Find each line in the material below that contains the word "woman" and copy those lines out. Treat uppercase and lowercase as different.

• _EXERCISE DATA_:

::::

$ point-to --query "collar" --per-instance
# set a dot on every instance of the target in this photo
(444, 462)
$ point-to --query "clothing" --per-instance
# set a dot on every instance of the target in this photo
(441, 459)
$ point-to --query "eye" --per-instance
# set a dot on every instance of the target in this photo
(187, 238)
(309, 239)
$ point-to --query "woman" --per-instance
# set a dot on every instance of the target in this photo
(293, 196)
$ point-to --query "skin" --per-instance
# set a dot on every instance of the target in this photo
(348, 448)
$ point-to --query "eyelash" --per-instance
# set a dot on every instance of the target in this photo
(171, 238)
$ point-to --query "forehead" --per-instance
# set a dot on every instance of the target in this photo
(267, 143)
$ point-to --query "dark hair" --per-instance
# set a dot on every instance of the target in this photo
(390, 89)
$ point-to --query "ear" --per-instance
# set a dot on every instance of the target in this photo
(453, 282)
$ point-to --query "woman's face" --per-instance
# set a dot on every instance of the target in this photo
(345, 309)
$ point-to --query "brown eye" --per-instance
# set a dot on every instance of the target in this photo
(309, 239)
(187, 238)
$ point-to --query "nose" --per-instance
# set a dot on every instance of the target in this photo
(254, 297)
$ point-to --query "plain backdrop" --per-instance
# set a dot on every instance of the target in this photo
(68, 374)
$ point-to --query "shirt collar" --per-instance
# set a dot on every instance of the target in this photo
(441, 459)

::::

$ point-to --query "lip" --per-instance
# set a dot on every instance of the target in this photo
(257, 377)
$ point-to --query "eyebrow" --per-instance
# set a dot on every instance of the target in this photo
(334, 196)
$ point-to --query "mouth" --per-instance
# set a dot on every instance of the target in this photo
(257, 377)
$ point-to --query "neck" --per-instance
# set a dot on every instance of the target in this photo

::::

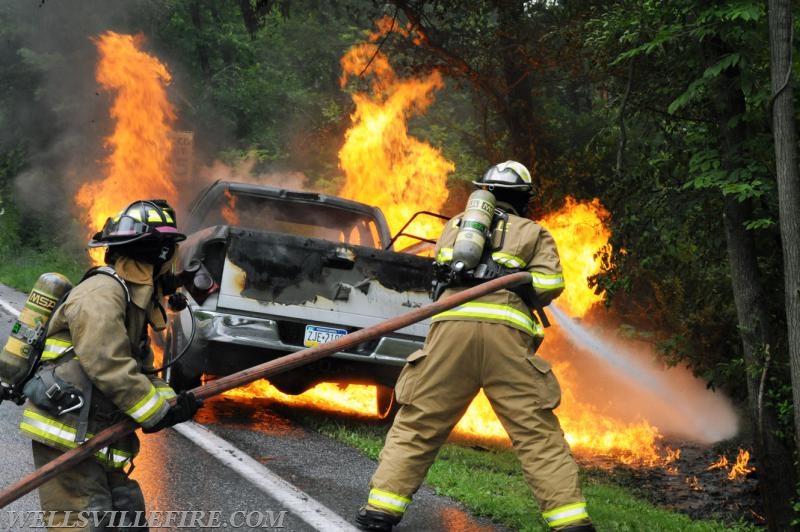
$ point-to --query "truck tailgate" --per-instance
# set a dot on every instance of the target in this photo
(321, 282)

::::

• _ANSWER TO THIS EXERCISE_:
$ point-to --query "woman" --per-instance
$ point-to --query "woman's face" --per-instance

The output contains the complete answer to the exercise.